- _EXERCISE_: In the material below, starting at the line containing "Could you point out every instance of the green" and continuing through the end of the material, reproduce each line as a numbered list, skipping any blank lines.
— Begin RECORD SET —
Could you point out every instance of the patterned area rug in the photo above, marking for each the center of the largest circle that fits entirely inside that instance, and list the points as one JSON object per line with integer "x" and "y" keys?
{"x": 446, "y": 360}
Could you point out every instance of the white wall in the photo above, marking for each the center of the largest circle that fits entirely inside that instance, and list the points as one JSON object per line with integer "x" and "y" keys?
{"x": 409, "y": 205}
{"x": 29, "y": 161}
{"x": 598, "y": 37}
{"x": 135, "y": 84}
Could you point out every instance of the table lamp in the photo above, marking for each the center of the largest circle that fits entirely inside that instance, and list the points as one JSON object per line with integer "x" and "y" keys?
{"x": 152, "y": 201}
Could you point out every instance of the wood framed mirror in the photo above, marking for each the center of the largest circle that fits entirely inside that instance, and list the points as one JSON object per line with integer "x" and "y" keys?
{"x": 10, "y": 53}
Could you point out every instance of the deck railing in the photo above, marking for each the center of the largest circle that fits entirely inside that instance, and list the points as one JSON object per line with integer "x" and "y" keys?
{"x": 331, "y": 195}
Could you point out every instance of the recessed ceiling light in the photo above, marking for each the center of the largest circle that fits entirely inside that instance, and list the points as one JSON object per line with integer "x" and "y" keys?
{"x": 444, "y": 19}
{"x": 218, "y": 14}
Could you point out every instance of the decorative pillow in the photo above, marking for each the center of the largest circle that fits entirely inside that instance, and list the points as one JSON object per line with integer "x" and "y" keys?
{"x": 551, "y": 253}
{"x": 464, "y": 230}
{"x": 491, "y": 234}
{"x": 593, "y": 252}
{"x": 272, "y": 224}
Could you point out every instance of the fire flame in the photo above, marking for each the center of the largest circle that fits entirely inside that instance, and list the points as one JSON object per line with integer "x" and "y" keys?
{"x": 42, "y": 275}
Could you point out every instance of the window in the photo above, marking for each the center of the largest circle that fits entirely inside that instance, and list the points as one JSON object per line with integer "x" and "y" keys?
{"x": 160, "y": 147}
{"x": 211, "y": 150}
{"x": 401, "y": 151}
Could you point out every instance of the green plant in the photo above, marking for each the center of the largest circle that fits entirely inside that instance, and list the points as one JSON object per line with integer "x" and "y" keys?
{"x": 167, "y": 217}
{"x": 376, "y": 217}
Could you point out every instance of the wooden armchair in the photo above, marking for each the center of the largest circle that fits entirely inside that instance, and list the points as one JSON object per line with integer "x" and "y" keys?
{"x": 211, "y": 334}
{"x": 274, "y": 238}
— End RECORD SET —
- _FINISHED TASK_:
1. Could you point out every instance of the green plant in the photo above, marking for each the center of the largest circle that fits entirely inside that instance, and list the points as one JSON object per line with integer "x" and "y" keys?
2. {"x": 167, "y": 217}
3. {"x": 376, "y": 217}
4. Could you point out every instance of the wooden armchair in the photo above, marking for each the center of the largest circle that fits entirely inside that instance, and list the points as one JSON object per line with integer "x" and "y" keys?
5. {"x": 211, "y": 334}
6. {"x": 274, "y": 238}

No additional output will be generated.